■ **STORED RECORDS**

__________________________________________________

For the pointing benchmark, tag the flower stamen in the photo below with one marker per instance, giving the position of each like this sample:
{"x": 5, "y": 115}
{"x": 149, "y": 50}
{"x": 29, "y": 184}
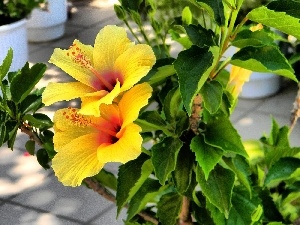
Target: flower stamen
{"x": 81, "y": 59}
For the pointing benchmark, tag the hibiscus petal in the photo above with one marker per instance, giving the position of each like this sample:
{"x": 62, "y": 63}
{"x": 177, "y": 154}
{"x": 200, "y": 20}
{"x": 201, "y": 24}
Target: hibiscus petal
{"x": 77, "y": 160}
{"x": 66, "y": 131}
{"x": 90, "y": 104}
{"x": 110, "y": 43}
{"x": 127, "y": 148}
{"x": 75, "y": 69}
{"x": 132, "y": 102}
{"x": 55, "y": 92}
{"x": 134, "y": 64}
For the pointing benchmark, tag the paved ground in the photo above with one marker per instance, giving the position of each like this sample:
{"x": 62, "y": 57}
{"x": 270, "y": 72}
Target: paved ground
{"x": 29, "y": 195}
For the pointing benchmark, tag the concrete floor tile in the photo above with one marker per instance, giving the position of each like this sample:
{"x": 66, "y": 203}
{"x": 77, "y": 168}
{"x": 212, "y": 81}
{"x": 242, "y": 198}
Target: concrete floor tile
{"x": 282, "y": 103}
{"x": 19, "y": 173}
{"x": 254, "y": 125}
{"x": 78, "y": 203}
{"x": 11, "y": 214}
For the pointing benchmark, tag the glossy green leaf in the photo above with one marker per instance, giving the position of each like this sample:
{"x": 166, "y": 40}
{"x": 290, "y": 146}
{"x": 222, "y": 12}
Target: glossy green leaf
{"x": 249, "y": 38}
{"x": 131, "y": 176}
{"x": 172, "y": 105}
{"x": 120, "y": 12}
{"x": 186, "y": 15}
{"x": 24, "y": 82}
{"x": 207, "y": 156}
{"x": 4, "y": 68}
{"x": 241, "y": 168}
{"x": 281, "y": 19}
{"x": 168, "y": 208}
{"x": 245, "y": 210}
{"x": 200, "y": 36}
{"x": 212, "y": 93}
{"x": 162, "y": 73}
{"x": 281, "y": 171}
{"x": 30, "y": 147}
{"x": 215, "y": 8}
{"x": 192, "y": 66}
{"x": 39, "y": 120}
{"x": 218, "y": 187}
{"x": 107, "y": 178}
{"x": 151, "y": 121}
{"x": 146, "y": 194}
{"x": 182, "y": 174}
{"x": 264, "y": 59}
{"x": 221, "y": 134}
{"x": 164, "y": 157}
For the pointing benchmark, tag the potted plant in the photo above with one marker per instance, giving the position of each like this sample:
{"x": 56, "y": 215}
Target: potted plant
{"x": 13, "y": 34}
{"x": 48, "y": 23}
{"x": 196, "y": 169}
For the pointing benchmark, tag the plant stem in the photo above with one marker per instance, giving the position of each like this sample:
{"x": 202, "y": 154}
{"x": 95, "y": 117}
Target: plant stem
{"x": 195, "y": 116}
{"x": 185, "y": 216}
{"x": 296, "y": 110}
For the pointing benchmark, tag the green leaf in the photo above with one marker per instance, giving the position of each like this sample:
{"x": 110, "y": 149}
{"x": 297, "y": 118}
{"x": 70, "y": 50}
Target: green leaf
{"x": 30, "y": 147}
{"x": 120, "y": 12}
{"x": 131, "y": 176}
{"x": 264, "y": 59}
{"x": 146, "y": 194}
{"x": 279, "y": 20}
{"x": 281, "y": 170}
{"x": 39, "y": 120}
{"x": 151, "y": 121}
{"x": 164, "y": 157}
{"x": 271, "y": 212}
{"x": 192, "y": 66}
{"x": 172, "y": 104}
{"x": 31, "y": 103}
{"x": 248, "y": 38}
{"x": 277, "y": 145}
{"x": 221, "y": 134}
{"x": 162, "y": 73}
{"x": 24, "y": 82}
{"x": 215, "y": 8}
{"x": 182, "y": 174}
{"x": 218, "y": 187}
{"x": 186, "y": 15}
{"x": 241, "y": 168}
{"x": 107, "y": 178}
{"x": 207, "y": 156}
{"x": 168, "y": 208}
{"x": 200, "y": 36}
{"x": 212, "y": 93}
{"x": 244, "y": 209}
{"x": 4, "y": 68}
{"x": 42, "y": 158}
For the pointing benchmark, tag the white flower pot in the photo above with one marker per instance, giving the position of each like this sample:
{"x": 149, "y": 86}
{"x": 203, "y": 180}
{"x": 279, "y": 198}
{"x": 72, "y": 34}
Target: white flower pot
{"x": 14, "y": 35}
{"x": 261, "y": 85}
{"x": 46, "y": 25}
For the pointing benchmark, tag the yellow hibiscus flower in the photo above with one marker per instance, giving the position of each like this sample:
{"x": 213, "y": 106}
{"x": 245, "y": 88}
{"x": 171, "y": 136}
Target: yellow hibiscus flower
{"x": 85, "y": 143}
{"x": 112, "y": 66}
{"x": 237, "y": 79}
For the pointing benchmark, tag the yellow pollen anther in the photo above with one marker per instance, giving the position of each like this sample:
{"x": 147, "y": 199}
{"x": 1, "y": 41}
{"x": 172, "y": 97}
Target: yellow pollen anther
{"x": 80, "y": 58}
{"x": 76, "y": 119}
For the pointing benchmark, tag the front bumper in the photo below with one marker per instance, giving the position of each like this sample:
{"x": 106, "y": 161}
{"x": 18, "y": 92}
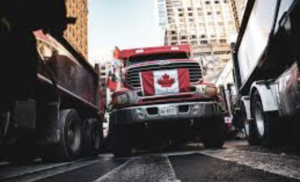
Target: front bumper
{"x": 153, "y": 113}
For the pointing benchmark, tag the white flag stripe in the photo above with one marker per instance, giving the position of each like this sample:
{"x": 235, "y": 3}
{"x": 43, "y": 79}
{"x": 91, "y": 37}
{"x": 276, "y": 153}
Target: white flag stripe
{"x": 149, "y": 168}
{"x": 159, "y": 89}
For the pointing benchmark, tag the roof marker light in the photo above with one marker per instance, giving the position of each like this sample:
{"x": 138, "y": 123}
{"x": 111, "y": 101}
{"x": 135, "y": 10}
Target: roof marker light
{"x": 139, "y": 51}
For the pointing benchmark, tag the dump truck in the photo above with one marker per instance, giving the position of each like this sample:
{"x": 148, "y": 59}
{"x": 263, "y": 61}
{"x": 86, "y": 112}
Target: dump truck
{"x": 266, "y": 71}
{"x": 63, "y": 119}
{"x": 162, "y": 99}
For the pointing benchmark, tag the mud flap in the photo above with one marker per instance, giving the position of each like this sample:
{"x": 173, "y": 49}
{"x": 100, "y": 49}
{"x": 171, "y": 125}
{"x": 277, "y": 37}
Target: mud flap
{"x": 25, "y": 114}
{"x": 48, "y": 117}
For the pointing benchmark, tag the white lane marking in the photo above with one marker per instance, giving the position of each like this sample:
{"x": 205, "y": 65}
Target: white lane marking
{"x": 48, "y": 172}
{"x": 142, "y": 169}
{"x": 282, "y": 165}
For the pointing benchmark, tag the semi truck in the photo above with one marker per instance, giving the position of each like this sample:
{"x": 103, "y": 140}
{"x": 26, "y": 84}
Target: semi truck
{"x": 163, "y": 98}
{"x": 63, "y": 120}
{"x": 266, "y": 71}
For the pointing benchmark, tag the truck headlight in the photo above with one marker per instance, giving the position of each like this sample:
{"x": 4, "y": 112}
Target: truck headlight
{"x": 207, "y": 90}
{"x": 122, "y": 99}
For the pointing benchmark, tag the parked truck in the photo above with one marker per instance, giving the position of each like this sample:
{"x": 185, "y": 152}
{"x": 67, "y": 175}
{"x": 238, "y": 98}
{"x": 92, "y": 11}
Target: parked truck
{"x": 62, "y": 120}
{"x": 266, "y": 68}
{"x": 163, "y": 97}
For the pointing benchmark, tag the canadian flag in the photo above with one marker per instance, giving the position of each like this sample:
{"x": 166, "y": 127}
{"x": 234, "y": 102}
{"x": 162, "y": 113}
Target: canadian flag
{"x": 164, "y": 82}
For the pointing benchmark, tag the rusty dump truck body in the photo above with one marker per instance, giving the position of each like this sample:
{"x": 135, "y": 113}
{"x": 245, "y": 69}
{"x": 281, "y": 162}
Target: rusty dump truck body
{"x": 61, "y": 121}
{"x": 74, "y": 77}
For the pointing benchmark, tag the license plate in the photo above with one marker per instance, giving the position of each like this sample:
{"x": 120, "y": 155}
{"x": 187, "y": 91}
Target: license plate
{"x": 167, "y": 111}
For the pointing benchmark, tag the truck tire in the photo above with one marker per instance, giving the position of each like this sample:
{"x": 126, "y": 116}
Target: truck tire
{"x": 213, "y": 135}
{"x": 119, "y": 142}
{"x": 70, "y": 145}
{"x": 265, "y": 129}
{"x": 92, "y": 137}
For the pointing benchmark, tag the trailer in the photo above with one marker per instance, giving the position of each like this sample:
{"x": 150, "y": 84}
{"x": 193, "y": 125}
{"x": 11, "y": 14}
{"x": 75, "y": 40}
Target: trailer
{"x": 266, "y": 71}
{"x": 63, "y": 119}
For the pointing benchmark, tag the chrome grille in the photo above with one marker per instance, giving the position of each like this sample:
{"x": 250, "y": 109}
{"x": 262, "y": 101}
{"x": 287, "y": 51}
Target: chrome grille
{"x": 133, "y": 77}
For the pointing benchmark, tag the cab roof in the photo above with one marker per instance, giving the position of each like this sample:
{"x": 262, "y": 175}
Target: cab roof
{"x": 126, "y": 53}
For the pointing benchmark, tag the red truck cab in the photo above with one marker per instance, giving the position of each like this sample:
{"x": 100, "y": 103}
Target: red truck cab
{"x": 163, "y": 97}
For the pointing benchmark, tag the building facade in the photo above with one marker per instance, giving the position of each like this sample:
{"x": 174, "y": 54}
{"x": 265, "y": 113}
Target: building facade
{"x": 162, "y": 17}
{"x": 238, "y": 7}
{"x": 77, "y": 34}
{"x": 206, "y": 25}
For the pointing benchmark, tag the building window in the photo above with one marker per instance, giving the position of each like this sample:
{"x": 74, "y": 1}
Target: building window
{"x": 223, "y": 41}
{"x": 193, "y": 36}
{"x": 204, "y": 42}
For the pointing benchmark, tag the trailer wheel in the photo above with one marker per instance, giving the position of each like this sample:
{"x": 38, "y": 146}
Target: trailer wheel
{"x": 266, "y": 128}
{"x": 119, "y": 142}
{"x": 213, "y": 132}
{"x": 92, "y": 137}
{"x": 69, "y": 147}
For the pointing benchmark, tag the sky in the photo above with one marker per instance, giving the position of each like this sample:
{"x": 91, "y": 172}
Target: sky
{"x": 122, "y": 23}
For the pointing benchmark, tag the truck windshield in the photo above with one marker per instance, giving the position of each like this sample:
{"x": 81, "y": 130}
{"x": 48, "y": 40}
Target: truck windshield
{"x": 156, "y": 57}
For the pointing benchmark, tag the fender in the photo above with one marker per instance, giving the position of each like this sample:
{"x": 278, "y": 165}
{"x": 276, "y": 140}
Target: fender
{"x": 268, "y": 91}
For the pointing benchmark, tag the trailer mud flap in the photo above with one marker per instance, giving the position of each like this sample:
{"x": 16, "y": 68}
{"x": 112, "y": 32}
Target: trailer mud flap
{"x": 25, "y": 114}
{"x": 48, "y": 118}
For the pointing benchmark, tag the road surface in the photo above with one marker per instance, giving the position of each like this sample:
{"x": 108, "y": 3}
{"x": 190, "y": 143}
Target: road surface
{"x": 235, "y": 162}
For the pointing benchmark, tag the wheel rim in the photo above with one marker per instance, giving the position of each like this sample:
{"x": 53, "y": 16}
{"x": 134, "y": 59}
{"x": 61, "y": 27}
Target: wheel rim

__________________________________________________

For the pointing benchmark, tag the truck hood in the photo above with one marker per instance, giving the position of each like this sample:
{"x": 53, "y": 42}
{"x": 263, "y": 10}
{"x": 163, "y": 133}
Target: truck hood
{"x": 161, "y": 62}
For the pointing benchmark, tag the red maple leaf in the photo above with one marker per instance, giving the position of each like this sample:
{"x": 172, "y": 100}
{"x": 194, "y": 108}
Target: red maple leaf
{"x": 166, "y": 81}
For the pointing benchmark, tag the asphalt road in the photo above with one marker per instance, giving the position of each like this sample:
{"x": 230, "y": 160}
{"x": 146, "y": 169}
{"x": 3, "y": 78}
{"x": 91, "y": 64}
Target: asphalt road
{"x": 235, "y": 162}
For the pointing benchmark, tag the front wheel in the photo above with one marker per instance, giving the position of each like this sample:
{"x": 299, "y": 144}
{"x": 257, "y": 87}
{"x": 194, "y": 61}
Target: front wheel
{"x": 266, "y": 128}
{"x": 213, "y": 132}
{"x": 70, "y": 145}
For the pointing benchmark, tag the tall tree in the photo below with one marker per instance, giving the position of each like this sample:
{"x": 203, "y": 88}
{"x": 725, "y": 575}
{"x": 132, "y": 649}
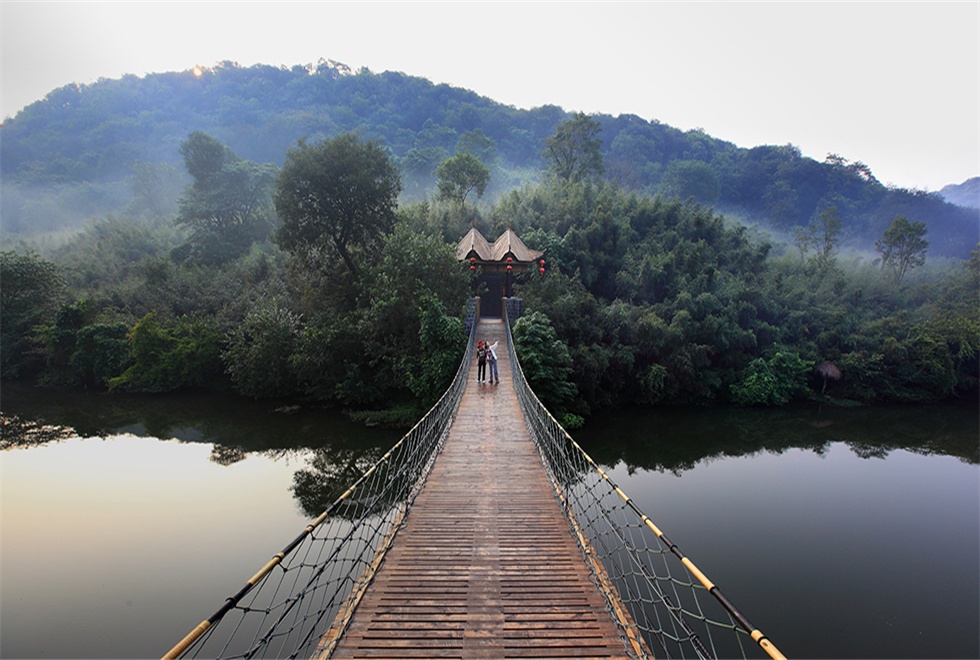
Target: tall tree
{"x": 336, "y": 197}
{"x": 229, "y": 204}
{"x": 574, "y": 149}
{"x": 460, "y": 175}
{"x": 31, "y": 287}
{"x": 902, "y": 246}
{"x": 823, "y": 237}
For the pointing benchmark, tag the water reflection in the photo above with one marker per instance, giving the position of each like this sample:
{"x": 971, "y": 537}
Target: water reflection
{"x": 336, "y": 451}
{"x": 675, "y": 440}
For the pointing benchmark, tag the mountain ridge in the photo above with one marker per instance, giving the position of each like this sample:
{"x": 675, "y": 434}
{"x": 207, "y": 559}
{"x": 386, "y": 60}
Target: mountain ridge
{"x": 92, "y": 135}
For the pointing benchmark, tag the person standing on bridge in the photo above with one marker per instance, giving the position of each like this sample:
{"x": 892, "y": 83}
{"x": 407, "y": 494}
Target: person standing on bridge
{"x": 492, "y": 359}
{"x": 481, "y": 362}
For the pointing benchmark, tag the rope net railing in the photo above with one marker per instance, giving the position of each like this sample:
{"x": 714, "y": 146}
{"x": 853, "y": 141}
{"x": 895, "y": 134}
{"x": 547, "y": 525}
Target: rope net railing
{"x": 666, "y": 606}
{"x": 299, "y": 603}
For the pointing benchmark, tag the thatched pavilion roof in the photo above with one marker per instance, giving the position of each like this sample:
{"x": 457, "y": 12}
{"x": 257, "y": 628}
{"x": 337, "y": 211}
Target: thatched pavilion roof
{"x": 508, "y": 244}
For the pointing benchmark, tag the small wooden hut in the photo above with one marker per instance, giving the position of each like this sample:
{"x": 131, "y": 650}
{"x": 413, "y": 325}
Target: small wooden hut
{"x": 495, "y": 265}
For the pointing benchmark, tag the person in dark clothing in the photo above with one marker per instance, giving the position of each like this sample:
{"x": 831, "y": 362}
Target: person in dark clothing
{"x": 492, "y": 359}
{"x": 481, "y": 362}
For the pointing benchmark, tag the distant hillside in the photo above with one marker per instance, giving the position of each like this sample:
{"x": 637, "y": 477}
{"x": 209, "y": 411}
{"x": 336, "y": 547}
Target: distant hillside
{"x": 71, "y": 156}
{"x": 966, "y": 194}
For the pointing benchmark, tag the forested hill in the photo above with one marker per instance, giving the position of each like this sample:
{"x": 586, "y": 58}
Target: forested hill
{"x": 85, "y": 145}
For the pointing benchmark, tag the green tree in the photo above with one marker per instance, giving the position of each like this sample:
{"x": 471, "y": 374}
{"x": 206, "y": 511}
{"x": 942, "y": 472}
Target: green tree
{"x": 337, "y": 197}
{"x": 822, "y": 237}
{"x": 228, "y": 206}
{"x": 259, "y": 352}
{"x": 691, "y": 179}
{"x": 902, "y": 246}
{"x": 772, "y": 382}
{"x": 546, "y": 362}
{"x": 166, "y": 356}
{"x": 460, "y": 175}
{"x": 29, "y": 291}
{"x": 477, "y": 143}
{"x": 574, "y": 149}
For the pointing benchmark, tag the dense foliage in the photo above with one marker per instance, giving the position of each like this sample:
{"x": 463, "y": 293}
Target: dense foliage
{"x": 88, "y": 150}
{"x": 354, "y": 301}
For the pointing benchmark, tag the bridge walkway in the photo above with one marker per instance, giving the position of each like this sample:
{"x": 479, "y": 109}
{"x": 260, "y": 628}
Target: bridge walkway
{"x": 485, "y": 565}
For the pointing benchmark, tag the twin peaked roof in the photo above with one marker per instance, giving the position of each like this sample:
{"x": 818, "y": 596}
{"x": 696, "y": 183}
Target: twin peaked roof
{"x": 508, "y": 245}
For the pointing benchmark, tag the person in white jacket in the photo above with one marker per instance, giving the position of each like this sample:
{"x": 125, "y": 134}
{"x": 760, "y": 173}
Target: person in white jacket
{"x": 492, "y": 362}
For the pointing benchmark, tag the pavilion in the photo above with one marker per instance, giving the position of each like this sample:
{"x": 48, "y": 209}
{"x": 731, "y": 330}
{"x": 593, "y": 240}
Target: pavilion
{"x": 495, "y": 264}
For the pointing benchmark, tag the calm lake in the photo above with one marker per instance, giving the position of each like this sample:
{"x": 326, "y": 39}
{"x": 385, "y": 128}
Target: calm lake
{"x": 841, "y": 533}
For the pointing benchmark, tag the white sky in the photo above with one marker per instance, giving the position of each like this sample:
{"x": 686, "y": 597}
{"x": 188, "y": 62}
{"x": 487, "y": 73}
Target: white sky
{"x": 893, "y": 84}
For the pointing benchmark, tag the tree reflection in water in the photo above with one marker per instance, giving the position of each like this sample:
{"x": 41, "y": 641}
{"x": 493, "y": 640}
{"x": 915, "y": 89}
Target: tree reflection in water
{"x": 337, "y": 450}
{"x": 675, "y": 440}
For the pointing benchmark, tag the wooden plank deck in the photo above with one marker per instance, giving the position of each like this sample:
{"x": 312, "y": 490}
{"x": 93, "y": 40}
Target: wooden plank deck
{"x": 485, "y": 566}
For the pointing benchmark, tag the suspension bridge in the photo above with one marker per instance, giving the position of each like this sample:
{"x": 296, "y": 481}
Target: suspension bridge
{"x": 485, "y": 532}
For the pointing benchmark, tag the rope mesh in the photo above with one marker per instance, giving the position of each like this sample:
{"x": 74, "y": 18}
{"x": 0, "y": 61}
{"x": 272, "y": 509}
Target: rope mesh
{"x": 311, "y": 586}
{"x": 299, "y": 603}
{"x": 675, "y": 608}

__________________________________________________

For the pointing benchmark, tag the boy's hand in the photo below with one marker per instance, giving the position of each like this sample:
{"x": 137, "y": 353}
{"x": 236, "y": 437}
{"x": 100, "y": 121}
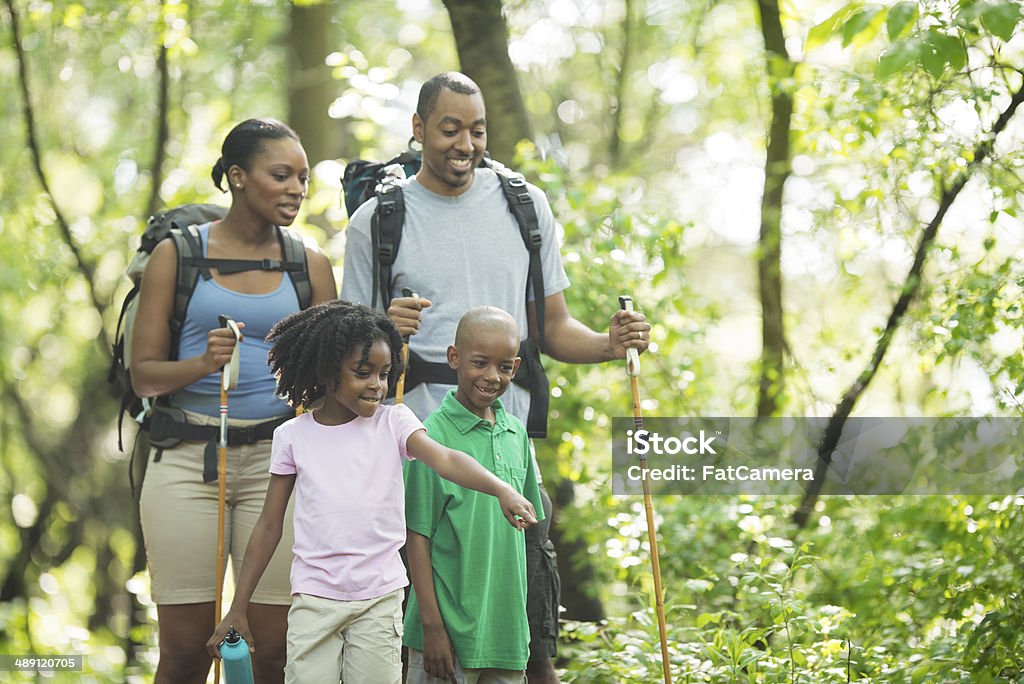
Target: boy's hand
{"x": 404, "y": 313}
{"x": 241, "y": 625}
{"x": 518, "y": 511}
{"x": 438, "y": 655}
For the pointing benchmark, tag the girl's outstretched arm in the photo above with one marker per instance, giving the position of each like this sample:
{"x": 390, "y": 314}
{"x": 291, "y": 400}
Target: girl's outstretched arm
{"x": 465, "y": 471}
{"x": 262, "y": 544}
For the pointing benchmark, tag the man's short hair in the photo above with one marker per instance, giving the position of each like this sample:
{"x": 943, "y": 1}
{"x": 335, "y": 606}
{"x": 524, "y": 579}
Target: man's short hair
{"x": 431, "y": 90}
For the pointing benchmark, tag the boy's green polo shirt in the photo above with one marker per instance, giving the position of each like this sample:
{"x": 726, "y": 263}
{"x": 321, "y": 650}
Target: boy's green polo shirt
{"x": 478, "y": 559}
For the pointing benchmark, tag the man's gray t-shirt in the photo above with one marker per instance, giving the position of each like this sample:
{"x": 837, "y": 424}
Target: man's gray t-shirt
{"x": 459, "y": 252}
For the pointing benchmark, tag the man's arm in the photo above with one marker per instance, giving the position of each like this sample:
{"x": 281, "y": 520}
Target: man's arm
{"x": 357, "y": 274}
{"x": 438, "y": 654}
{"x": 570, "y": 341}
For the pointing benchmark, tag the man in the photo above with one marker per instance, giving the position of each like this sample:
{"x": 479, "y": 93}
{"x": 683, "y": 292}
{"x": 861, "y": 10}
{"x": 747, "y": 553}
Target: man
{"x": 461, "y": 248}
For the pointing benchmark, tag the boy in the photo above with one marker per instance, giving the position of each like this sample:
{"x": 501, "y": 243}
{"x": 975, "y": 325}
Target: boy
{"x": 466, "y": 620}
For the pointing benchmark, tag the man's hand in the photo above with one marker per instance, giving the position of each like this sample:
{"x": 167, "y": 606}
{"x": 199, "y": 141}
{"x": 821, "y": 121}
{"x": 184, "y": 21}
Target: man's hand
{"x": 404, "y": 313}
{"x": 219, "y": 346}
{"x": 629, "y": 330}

__________________________________________________

Can you pull out each line of the records above that contains the string "twin", counting only matches in the same case?

For the pointing benchmark, tag the twin peaked roof in the photo above with one marker per instance, giving the position of each like this sample:
Target: twin peaked roof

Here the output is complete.